- Exercise description -
Please list every film other than Mr. & Mrs. Smith that the review of Mr. & Mrs. Smith names, giving the release year wherever the review includes one.

Mr. & Mrs. Smith
Director : s Doug Liman
Screenplay : Simon Kinberg
MPAA Rating : PG-13
Year of Release : 2005
Stars : Brad Pitt (John Smith), Angelina Jolie (Jane Smith), Vince Vaughn (Eddie), Adam Brody (Benjamin Diaz), Kerry Washington (Jasmine), Keith David (Father), Chris Weitz (Martin Coleman), Rachael Huntley (Suzy Coleman), Michelle Monaghan (Gwen)
Mr. and Mrs. Smith is premised on the not entirely incorrect notion that audiences will accept beautiful movie stars doing virtually anything as long as they look good doing it. The film gives us two prime specimens of movie star attractiveness in Brad Pitt and Angelina Jolie and sets them loose in a ridiculous comedy-action hybrid about a bored husband and wife whose faltering marriage is given a nitroglycerin-like kickstart when they discover that each has been secretly living a double life as a highly trained assassin.
The film has twin goals: to blow up as much stuff as possible and to ensure that Pitt and Jolie look as good as possible amid the chaos. The plot allows them to put their model good looks to use in a variety of couture, from Pitt’s finely cut suits and muscle-baring athletic gear to Jolie’s domesticated Ann Taylor-ish skirts and sweaters and the leather dominatrix outfit she uses to seduce and kill a wealthy mark. Never have bullet-proof vests looked so runway-worthy. When their entire house blows up at one point and they are throw into the yard in their underwear, Pitt and Jolie look like a couple of models after an explosion at an Abercrombie & Fitch catalog shoot.
Director Doug Liman attempts to graft the quirky humor he deployed so indelibly in Swingers (1996) and Go (1999) with the all-out action of his last film, The Bourne Identity (2002), to mixed results. There is clearly some intentional satire here, with the action sequences standing in as exaggerated versions of domestic discord, but there’s too much attention paid to the spectacle and not enough to what little substance there is.
Mr. & Mrs. Smith starts out extremely well, with a counseling session in which Pitt’s John Smith and Jolie’s Jane Smith address the camera directly as they awkwardly stumble through a marriage “tune-up.” It’s funny because it hits so exactly on the doldrums of a marriage that started in passionate heat and has since settled down into a too-familiar series of meaningless exchanges and well-worn routines.
These early scenes are especially fertile ground for Pitt, who has always been a gifted comedic actor who shines brightest when he’s not expected to be a superstar (the nadir of this tendency being, of course, Troy). In a recent Esquire column, Mike D’Angelo put eloquently what I’ve felt for years, at least since I saw Pitt’s brilliantly hilarious turn as a misguided stoner in True Romance (1993): “Pitt is a brilliant goofball prankster trapped in the body of a Greek god.” As the bored and boring husband, Pitt gets to engage his comic sensibilities by undercutting his good looks with vague muttering, awkward silences, and a seemingly insurmountable sense of utter confusion as to what he should be doing in his marriage. This cuts wonderfully against the grain of classical Hollywood masculine roles, in which the hero is always driving the narrative. Pitt plays befuddlement with great skill, which is ironic because he’s constantly being cast in roles in which he is supposed to project authority -- to be, in essence, the traditional Hollywood hero.

- Dataset entries -

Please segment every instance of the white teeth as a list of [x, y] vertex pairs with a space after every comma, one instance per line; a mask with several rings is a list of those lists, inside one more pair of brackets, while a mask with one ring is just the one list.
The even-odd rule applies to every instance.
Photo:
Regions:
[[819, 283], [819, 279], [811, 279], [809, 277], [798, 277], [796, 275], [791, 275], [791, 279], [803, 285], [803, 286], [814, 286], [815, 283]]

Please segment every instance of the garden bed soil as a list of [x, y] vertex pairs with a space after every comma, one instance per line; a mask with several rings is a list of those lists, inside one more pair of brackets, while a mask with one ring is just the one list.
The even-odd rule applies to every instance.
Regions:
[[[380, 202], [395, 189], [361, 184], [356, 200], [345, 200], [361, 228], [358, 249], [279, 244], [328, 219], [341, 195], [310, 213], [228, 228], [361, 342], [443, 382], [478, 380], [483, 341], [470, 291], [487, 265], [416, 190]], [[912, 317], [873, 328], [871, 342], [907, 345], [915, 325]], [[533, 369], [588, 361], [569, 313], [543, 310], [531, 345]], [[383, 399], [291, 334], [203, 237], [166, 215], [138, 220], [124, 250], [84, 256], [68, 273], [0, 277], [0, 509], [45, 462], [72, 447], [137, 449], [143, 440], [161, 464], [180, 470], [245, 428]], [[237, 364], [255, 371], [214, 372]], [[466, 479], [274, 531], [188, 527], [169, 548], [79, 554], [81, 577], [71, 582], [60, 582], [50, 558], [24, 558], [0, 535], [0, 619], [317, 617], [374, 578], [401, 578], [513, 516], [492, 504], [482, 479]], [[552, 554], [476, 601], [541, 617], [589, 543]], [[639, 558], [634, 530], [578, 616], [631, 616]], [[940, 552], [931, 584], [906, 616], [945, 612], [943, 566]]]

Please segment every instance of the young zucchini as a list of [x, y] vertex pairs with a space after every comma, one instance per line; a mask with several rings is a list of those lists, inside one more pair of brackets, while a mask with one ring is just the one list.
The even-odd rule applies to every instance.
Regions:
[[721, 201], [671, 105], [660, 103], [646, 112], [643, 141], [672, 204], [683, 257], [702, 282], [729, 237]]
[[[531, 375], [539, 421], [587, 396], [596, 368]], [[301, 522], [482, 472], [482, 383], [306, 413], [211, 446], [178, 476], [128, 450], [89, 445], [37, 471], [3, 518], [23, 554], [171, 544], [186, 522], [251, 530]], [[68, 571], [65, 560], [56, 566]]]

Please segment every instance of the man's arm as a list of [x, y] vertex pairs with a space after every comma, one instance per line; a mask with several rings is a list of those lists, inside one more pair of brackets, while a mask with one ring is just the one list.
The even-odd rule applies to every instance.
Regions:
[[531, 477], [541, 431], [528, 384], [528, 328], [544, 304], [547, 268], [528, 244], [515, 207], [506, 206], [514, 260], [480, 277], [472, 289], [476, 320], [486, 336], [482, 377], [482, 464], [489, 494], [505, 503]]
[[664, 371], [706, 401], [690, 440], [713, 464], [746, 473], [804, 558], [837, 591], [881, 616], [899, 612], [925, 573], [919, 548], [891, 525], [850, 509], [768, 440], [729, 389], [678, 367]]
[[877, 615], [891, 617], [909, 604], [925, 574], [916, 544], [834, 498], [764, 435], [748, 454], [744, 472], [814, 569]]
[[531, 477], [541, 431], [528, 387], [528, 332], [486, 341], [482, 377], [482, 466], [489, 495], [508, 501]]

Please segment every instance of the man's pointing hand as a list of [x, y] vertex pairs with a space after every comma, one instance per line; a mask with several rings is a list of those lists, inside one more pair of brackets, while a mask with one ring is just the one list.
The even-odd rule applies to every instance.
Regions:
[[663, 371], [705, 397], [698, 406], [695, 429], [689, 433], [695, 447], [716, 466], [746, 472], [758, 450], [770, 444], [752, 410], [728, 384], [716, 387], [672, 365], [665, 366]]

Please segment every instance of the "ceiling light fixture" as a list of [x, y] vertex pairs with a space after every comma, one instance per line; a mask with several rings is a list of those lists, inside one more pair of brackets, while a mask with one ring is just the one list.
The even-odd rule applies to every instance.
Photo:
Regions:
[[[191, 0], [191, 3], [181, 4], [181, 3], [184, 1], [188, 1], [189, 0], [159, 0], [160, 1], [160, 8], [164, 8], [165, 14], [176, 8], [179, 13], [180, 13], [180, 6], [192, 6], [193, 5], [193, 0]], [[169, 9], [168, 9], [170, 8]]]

- Result of the exercise -
Swingers (1996)
Go (1999)
The Bourne Identity (2002)
Troy
True Romance (1993)